--- WHAT IS NEEDED ---
All the lines below need to be transcribed exactly. Pictures get left out.

--- TASK DATA ---
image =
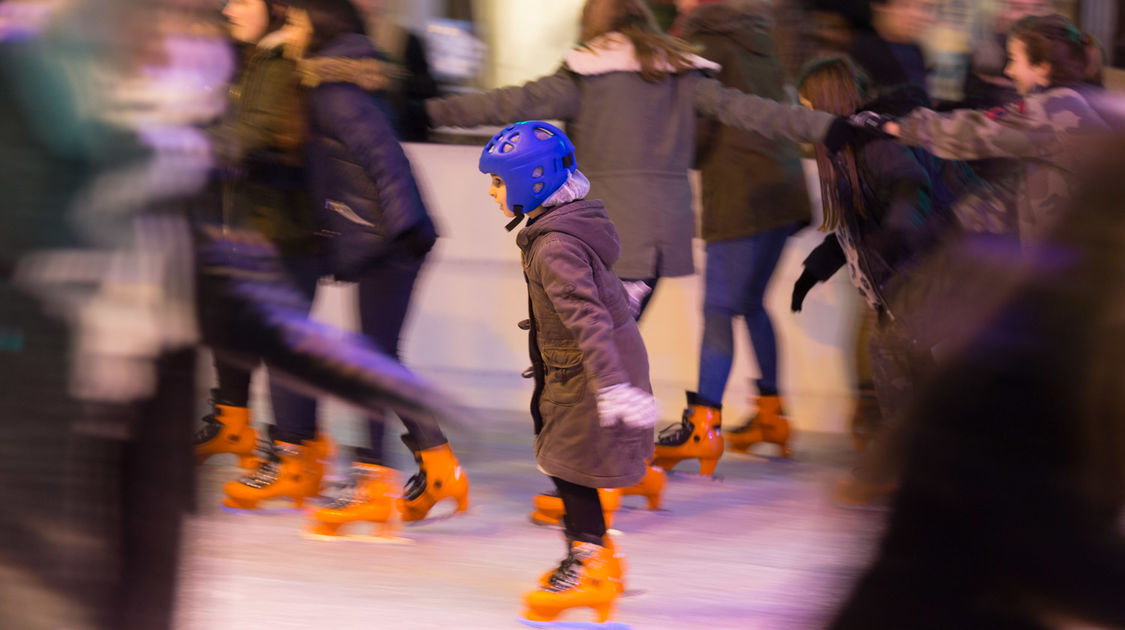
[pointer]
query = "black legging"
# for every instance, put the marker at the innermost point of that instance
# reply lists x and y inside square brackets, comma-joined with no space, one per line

--- RESPONSE TO THE EXERCISE ---
image =
[pointer]
query = "black legging"
# for every instance, put the marker at the innermost point of that instance
# reply lists x and y inside square brackets, comma-joined with no space, one per line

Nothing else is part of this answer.